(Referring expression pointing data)

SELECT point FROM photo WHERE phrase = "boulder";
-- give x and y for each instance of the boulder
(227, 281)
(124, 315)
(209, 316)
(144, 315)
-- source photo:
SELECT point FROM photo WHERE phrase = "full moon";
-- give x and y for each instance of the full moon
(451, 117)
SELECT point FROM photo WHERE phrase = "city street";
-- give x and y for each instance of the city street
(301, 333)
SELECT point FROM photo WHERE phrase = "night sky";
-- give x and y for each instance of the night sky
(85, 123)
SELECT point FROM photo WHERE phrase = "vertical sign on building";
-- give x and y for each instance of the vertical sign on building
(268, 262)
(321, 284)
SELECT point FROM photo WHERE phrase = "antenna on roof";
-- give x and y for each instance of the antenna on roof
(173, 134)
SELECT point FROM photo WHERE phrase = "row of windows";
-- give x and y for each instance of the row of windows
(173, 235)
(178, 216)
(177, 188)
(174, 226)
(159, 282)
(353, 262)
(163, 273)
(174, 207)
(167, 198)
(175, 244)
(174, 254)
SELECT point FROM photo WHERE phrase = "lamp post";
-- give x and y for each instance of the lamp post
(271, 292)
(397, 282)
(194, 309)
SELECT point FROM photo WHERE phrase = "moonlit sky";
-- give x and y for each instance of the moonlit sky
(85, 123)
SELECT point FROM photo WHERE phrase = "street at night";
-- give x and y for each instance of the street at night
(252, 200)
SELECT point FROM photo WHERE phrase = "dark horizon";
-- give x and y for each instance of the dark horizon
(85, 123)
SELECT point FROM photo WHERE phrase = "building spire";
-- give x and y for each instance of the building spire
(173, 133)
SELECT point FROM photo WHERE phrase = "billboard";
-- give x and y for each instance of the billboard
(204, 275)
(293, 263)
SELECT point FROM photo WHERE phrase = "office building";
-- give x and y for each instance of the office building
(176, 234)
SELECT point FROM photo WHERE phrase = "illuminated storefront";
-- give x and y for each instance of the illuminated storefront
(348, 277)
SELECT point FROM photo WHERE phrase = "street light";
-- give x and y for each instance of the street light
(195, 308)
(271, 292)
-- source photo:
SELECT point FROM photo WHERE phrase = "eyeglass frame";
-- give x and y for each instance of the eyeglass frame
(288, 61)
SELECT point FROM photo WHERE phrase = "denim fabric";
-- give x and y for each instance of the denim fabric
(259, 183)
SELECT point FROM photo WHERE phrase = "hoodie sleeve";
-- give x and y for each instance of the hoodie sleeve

> [ACTION ITEM]: Each line of the records that contains the string "sleeve" must be copied.

> [RESULT FOR THIS TASK]:
SELECT point FROM photo WHERE phrase = "hoodie sleeve";
-- give x and y for each instance of the hoodie sleeve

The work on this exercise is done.